** Set exercise **
Reproduce each line of the data below character for character, changing nothing.

** Extracted records **
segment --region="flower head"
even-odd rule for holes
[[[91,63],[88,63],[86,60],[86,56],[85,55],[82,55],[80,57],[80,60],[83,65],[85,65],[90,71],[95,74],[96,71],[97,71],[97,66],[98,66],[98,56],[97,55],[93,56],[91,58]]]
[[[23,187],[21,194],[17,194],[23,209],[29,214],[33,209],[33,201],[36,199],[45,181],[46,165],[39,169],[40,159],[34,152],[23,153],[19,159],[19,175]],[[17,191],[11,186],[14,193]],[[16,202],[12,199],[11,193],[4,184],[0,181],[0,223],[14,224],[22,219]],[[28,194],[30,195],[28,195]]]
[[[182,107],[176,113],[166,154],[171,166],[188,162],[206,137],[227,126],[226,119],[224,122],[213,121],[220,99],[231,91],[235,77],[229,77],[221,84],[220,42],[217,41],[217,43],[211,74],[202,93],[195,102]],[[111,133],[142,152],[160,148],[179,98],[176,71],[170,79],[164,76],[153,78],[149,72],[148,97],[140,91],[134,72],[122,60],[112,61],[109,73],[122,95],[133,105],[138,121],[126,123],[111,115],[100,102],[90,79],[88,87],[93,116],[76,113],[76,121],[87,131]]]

** Reply to the exercise **
segment --region="flower head"
even-odd rule for holes
[[[91,63],[88,63],[86,60],[86,56],[85,55],[82,55],[80,57],[80,60],[83,65],[85,65],[90,71],[95,74],[96,71],[97,71],[97,66],[98,66],[98,56],[97,55],[93,56],[91,58]]]
[[[23,187],[21,194],[17,194],[23,209],[29,214],[33,209],[33,201],[36,199],[45,181],[46,165],[39,169],[40,159],[34,152],[23,153],[19,159],[19,175]],[[17,191],[11,186],[14,193]],[[16,202],[12,199],[11,193],[4,184],[0,181],[0,223],[14,224],[22,219]],[[28,194],[30,195],[28,195]]]
[[[182,107],[176,113],[166,154],[171,166],[188,162],[206,137],[227,126],[226,119],[224,122],[213,121],[220,99],[231,91],[235,77],[229,77],[221,84],[220,42],[217,41],[217,43],[211,74],[202,93],[195,102]],[[111,133],[142,152],[160,148],[179,98],[176,71],[170,79],[164,76],[153,78],[149,72],[148,97],[140,91],[134,72],[122,60],[112,61],[109,73],[122,95],[133,105],[138,121],[126,123],[111,115],[100,102],[90,79],[88,87],[93,116],[76,113],[76,121],[87,131]]]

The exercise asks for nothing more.